_Assignment_. Word for word, repeat each record that follows.

──────── Data extracts

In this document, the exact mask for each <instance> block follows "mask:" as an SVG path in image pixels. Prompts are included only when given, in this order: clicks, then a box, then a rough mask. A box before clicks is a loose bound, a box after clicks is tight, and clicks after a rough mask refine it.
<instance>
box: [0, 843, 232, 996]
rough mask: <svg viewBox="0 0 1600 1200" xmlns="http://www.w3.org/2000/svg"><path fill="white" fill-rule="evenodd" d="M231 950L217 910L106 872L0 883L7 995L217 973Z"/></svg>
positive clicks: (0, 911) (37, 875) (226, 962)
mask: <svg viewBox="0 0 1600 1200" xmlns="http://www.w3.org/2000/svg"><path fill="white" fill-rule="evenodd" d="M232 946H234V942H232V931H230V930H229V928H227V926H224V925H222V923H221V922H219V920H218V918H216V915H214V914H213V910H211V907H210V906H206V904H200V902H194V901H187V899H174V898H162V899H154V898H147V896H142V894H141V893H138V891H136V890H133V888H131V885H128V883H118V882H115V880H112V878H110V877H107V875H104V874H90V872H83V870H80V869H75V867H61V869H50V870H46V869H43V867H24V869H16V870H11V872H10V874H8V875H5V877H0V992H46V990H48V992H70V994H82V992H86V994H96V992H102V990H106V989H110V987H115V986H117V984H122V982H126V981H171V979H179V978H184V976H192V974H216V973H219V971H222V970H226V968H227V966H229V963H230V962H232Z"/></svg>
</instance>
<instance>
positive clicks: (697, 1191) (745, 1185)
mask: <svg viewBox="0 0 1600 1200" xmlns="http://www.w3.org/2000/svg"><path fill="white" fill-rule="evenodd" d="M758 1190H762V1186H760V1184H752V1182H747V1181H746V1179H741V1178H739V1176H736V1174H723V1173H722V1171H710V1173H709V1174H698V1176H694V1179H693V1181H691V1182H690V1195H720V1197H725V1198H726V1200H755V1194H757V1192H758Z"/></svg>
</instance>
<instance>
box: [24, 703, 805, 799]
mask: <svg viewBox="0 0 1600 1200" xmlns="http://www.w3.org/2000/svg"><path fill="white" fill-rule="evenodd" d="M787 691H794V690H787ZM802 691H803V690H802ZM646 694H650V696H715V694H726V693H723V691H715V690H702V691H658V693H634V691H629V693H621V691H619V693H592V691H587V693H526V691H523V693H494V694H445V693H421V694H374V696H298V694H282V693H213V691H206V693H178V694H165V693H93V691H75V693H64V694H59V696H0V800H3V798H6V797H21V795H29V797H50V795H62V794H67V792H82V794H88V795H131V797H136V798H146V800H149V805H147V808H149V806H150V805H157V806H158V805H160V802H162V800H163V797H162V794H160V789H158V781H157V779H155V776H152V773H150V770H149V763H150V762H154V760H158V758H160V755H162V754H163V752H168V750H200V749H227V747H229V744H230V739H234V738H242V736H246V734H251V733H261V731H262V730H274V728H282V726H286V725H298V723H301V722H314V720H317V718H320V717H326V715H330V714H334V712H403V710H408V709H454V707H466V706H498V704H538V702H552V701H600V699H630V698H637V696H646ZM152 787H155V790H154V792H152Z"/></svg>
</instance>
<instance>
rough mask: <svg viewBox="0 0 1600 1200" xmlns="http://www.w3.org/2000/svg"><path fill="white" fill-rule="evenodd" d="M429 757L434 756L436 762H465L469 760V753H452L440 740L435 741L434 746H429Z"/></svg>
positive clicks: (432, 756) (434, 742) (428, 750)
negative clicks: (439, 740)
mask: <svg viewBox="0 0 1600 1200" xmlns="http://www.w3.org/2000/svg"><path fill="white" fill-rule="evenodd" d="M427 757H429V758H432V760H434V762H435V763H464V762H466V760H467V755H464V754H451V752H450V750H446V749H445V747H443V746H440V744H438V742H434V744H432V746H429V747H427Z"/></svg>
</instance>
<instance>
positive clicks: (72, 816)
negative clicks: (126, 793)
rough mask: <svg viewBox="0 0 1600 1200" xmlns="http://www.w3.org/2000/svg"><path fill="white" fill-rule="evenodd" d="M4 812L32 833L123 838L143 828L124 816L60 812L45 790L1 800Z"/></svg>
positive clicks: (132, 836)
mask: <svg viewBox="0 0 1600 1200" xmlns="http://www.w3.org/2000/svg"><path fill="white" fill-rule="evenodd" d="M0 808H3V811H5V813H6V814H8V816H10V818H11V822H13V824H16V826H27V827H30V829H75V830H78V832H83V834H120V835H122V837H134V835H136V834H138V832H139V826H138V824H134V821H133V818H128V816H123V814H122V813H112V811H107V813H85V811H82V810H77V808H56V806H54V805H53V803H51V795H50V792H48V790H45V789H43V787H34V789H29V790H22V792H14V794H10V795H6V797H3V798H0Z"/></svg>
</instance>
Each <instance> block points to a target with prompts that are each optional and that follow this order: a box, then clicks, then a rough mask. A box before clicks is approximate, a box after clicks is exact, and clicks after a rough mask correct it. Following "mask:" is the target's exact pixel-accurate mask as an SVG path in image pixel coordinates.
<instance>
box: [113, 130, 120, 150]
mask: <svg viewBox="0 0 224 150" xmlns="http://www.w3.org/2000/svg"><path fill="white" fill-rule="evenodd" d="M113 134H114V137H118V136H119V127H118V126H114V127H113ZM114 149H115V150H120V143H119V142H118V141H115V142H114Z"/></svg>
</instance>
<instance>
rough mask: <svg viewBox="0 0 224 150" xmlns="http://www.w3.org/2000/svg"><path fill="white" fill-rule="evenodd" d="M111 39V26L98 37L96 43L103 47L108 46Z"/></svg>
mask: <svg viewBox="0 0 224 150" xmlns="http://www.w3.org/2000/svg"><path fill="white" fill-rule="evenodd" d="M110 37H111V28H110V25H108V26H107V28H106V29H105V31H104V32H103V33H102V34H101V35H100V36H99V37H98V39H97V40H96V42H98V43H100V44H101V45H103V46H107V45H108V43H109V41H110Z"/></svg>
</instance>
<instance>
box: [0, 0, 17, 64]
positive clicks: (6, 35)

────────────────

_Response to this exercise_.
In this document, the exact mask for each <instance> block follows "mask:" as an SVG path in image pixels. Prompts are included only when given, in this order: clicks, then a box, then a rough mask. A box before clicks is a loose bound, a box after clicks is tight, and clicks after a rough mask refine it.
<instance>
box: [0, 843, 232, 996]
rough mask: <svg viewBox="0 0 1600 1200" xmlns="http://www.w3.org/2000/svg"><path fill="white" fill-rule="evenodd" d="M231 950L217 910L106 872L0 883L7 995L217 973Z"/></svg>
positive clicks: (0, 911) (37, 875) (226, 962)
mask: <svg viewBox="0 0 1600 1200" xmlns="http://www.w3.org/2000/svg"><path fill="white" fill-rule="evenodd" d="M232 946H234V942H232V931H230V930H229V928H227V926H224V925H222V923H221V922H219V920H218V918H216V915H214V914H213V910H211V907H210V906H206V904H200V902H194V901H187V899H174V898H162V899H154V898H147V896H142V894H141V893H138V891H136V890H133V888H131V885H128V883H118V882H115V880H112V878H110V877H107V875H104V874H90V872H83V870H80V869H75V867H61V869H50V870H46V869H43V867H24V869H16V870H11V872H10V874H8V875H5V877H0V992H46V990H48V992H70V994H82V992H86V994H96V992H102V990H106V989H110V987H115V986H117V984H122V982H126V981H171V979H179V978H184V976H192V974H216V973H219V971H222V970H226V968H227V966H229V963H230V962H232Z"/></svg>
</instance>
<instance>
positive clicks: (697, 1191) (745, 1185)
mask: <svg viewBox="0 0 1600 1200" xmlns="http://www.w3.org/2000/svg"><path fill="white" fill-rule="evenodd" d="M758 1190H762V1186H760V1184H752V1182H747V1181H746V1179H741V1178H739V1176H736V1174H723V1173H722V1171H710V1173H709V1174H698V1176H694V1179H693V1181H691V1182H690V1195H720V1197H725V1198H726V1200H755V1194H757V1192H758Z"/></svg>
</instance>
<instance>
box: [24, 703, 805, 799]
mask: <svg viewBox="0 0 1600 1200" xmlns="http://www.w3.org/2000/svg"><path fill="white" fill-rule="evenodd" d="M787 691H794V690H787ZM802 691H803V690H802ZM646 694H650V696H715V694H726V693H723V691H715V690H702V691H658V693H634V691H629V693H621V691H619V693H592V691H587V693H526V691H523V693H494V694H445V693H421V694H374V696H298V694H282V693H213V691H206V693H178V694H165V693H93V691H75V693H64V694H59V696H0V800H3V798H6V797H21V795H29V797H50V795H62V794H67V792H82V794H88V795H131V797H136V798H146V800H149V805H147V808H149V806H150V805H157V806H158V805H160V802H162V800H163V797H162V794H160V789H158V781H157V779H155V776H152V773H150V770H149V763H150V762H154V760H158V758H160V755H162V754H163V752H168V750H200V749H227V747H229V744H230V739H234V738H242V736H246V734H251V733H261V731H262V730H274V728H282V726H286V725H298V723H301V722H314V720H317V718H320V717H326V715H330V714H334V712H403V710H408V709H454V707H466V706H498V704H538V702H552V701H600V699H630V698H637V696H646ZM152 787H155V790H154V792H152Z"/></svg>
</instance>
<instance>
rough mask: <svg viewBox="0 0 1600 1200" xmlns="http://www.w3.org/2000/svg"><path fill="white" fill-rule="evenodd" d="M429 757L434 756L436 762H465L469 760V753H452L440 740L435 741L434 746H429Z"/></svg>
positive clicks: (432, 756) (434, 742) (428, 750)
negative clicks: (439, 740)
mask: <svg viewBox="0 0 1600 1200" xmlns="http://www.w3.org/2000/svg"><path fill="white" fill-rule="evenodd" d="M427 757H429V758H432V760H434V762H435V763H464V762H466V760H467V755H464V754H451V752H450V750H446V749H445V747H443V746H440V744H438V742H434V744H432V746H429V747H427Z"/></svg>
</instance>
<instance>
positive clicks: (72, 816)
negative clicks: (126, 793)
rough mask: <svg viewBox="0 0 1600 1200" xmlns="http://www.w3.org/2000/svg"><path fill="white" fill-rule="evenodd" d="M4 812L32 833L123 838L143 828L124 816L60 812L45 790L1 800Z"/></svg>
positive clicks: (132, 836)
mask: <svg viewBox="0 0 1600 1200" xmlns="http://www.w3.org/2000/svg"><path fill="white" fill-rule="evenodd" d="M0 808H3V811H5V813H6V814H8V816H10V818H11V822H13V824H16V826H27V827H30V829H75V830H78V832H83V834H120V835H122V837H134V835H136V834H138V832H139V826H138V824H134V821H133V818H128V816H123V814H122V813H112V811H107V813H85V811H82V810H77V808H56V806H54V805H53V803H51V795H50V792H48V790H45V789H43V787H34V789H29V790H22V792H14V794H10V795H6V797H3V798H0Z"/></svg>
</instance>
Each <instance> block points to a target with prompts that are each optional and that follow this order: a box, then clicks, then a rough mask. A box before clicks is approximate, a box after clicks is exact, and clicks after a rough mask correct it. Following "mask:" is the target's exact pixel-accurate mask as an SVG path in image pixel coordinates.
<instance>
box: [113, 130, 120, 150]
mask: <svg viewBox="0 0 224 150" xmlns="http://www.w3.org/2000/svg"><path fill="white" fill-rule="evenodd" d="M113 134H114V137H118V136H119V127H118V126H114V127H113ZM114 149H115V150H120V143H119V142H118V141H115V142H114Z"/></svg>
</instance>
<instance>
rough mask: <svg viewBox="0 0 224 150" xmlns="http://www.w3.org/2000/svg"><path fill="white" fill-rule="evenodd" d="M111 39V26L98 37L96 43L103 47L108 46Z"/></svg>
mask: <svg viewBox="0 0 224 150" xmlns="http://www.w3.org/2000/svg"><path fill="white" fill-rule="evenodd" d="M110 37H111V28H110V25H108V26H107V28H106V29H105V31H104V32H103V33H102V34H101V35H100V36H99V37H98V39H97V40H96V42H98V43H100V44H101V45H103V46H107V45H108V43H109V41H110Z"/></svg>
</instance>
<instance>
box: [0, 0, 17, 64]
positive clicks: (6, 35)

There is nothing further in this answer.